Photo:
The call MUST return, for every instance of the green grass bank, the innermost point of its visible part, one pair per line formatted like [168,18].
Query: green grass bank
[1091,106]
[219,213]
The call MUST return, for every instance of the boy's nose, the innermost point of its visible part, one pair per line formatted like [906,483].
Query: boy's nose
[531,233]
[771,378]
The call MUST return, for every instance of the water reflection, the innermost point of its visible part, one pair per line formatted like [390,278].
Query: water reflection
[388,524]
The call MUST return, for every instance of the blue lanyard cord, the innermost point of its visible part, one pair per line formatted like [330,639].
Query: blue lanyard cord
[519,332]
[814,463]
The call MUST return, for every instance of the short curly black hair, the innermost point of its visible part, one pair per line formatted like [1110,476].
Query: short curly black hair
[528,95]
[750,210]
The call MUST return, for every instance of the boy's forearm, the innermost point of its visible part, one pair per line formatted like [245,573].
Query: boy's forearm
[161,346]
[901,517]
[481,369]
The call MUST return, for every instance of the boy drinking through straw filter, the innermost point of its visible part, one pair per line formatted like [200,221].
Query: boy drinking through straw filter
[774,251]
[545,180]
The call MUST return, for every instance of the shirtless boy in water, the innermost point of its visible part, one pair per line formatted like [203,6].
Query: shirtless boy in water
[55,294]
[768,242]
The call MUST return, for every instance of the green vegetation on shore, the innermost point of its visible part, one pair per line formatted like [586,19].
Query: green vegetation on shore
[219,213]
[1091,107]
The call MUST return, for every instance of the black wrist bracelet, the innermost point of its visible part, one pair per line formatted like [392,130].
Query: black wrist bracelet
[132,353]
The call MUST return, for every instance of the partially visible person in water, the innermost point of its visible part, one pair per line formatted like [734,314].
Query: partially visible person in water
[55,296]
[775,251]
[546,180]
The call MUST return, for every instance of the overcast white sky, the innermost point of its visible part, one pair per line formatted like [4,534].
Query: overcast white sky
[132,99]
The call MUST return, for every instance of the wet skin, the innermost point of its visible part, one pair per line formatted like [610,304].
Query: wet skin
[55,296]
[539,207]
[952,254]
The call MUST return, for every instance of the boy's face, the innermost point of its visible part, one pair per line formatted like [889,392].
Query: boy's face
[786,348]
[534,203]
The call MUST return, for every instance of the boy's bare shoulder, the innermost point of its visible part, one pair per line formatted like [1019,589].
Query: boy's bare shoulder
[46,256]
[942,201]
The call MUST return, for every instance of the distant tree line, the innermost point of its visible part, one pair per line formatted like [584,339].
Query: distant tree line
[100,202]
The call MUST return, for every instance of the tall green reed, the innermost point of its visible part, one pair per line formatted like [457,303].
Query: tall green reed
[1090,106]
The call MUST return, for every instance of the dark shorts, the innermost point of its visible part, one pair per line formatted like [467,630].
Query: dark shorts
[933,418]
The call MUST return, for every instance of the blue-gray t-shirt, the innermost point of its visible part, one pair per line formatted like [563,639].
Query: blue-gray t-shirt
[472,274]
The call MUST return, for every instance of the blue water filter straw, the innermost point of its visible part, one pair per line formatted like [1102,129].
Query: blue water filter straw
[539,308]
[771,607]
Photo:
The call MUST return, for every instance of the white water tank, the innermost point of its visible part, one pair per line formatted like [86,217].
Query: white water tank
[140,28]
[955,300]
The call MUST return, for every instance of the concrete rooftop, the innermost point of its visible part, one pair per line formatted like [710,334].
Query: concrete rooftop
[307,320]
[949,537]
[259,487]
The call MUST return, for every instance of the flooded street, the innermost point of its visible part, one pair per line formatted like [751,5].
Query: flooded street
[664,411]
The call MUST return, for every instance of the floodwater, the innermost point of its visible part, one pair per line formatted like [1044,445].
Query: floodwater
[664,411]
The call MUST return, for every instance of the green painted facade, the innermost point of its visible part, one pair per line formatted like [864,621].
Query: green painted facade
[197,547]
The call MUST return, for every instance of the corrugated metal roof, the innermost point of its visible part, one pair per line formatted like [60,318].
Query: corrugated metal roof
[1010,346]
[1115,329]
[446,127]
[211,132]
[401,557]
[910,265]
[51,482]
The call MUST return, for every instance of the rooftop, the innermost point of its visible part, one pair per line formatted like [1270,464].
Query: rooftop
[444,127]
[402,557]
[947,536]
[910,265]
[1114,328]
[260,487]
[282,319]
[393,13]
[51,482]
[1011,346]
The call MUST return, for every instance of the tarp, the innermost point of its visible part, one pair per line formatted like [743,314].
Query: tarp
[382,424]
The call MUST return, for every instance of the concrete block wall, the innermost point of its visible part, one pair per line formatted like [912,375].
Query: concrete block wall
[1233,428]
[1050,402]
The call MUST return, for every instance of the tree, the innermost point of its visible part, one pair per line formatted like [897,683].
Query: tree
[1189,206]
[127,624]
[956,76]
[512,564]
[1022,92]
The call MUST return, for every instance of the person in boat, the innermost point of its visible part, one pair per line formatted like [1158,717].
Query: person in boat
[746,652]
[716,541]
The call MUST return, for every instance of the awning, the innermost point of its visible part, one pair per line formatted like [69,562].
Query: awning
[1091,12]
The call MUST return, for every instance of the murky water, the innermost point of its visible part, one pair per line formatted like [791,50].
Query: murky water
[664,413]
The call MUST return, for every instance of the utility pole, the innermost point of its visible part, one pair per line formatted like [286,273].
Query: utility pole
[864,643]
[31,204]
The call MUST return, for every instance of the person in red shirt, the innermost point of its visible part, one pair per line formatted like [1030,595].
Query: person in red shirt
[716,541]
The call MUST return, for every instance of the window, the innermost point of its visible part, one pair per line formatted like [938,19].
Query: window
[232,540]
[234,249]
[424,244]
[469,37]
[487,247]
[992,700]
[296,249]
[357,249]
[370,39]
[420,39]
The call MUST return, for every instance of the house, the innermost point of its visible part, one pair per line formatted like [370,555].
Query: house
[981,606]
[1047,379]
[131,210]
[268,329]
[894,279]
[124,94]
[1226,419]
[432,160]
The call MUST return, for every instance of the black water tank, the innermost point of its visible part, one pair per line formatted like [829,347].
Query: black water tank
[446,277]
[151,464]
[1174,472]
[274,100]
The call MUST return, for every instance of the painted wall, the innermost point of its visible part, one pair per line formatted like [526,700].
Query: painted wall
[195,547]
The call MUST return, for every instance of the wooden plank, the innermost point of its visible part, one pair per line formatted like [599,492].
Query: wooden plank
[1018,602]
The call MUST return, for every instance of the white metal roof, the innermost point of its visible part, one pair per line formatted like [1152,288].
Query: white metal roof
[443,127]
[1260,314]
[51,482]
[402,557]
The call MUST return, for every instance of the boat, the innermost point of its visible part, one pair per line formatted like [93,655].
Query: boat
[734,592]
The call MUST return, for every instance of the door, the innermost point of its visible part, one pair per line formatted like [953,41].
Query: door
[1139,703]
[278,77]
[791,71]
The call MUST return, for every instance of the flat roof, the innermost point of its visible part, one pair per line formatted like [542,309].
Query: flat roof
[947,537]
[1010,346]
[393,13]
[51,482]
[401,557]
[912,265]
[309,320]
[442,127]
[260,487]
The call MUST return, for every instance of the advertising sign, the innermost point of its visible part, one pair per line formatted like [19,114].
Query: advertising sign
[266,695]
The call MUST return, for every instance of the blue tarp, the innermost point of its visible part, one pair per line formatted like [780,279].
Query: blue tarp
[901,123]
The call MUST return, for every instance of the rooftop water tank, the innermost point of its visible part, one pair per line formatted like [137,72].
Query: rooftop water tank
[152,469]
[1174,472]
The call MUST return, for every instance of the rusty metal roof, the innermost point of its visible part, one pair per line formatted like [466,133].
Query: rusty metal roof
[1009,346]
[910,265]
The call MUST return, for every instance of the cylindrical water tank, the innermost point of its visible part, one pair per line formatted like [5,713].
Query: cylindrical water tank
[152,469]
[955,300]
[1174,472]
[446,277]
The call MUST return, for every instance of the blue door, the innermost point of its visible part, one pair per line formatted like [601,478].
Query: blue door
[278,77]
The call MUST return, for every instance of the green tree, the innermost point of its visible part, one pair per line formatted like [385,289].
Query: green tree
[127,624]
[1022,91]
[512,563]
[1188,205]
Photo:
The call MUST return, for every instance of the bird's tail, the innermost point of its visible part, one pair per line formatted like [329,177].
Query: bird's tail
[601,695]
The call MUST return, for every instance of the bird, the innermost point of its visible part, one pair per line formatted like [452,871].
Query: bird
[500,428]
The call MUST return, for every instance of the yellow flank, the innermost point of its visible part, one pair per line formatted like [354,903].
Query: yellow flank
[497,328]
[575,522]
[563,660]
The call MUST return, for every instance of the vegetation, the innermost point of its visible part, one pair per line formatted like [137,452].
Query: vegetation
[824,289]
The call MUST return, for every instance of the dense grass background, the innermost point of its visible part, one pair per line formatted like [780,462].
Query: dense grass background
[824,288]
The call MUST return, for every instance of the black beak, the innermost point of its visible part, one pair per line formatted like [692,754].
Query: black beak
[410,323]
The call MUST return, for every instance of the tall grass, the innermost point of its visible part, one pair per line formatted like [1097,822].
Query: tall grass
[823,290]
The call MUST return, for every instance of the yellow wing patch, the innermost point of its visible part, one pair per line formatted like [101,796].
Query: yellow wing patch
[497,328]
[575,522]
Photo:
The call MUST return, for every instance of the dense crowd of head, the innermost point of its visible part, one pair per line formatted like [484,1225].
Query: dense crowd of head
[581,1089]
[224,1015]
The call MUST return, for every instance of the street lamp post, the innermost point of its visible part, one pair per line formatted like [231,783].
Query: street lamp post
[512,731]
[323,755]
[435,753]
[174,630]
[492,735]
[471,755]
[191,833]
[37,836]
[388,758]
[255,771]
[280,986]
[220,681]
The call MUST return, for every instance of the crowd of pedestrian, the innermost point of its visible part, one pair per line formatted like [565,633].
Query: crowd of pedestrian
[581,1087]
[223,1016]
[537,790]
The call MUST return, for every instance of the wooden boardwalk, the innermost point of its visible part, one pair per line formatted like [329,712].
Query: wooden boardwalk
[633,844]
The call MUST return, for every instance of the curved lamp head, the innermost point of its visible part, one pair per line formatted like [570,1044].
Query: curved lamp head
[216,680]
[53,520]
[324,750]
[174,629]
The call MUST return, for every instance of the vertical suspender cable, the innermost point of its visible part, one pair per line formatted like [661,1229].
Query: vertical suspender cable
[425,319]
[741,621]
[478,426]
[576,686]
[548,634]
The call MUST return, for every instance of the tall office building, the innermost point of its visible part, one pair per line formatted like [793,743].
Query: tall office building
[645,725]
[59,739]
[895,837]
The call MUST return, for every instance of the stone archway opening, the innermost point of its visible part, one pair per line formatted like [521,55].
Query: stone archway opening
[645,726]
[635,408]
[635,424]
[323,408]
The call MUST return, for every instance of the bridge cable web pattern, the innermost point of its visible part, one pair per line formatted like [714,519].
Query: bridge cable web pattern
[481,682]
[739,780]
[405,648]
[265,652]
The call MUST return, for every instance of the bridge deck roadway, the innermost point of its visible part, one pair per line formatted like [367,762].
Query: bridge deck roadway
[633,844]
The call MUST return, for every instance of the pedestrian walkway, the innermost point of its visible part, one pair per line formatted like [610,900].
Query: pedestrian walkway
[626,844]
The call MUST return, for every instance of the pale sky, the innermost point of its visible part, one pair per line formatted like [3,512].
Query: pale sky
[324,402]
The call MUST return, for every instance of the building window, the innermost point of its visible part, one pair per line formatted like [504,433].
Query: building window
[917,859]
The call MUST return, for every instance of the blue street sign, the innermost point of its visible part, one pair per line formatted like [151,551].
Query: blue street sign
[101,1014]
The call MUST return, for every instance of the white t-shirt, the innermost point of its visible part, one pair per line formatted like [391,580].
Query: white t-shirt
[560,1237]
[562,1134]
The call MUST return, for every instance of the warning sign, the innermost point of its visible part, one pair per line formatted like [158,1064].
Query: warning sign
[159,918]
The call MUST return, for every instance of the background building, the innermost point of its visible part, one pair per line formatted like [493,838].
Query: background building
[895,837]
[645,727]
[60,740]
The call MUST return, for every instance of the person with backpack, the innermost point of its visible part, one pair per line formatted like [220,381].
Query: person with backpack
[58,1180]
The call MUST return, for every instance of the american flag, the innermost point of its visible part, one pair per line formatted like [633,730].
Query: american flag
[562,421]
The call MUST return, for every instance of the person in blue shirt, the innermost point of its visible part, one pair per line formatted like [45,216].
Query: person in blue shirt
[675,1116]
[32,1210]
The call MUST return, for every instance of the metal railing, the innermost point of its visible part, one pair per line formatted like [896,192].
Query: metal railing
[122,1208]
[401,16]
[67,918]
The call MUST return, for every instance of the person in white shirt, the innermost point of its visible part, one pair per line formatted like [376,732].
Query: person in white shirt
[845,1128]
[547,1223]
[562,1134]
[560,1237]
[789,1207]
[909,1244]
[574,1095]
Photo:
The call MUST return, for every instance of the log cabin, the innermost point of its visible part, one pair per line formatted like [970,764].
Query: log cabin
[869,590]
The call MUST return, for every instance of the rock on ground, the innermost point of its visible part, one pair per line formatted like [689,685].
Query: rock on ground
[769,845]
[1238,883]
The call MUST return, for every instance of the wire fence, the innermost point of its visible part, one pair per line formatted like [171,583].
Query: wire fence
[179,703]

▶ _PROBLEM STATEMENT_
Write out the lines above from the one containing "The call MUST return, for every instance of the rock" through the last, exactly as they are.

▶ _WRITTEN RESPONSE_
The call MUST return, for every instance of the rock on ground, the innermost point of its visible part, one pair per line formatted like [689,685].
Query: rock on ground
[769,845]
[1238,883]
The call MUST return, for every instance of the wire fence, the innermost point of its visible part, one pair per line formatted like [171,583].
Query: wire fence
[179,703]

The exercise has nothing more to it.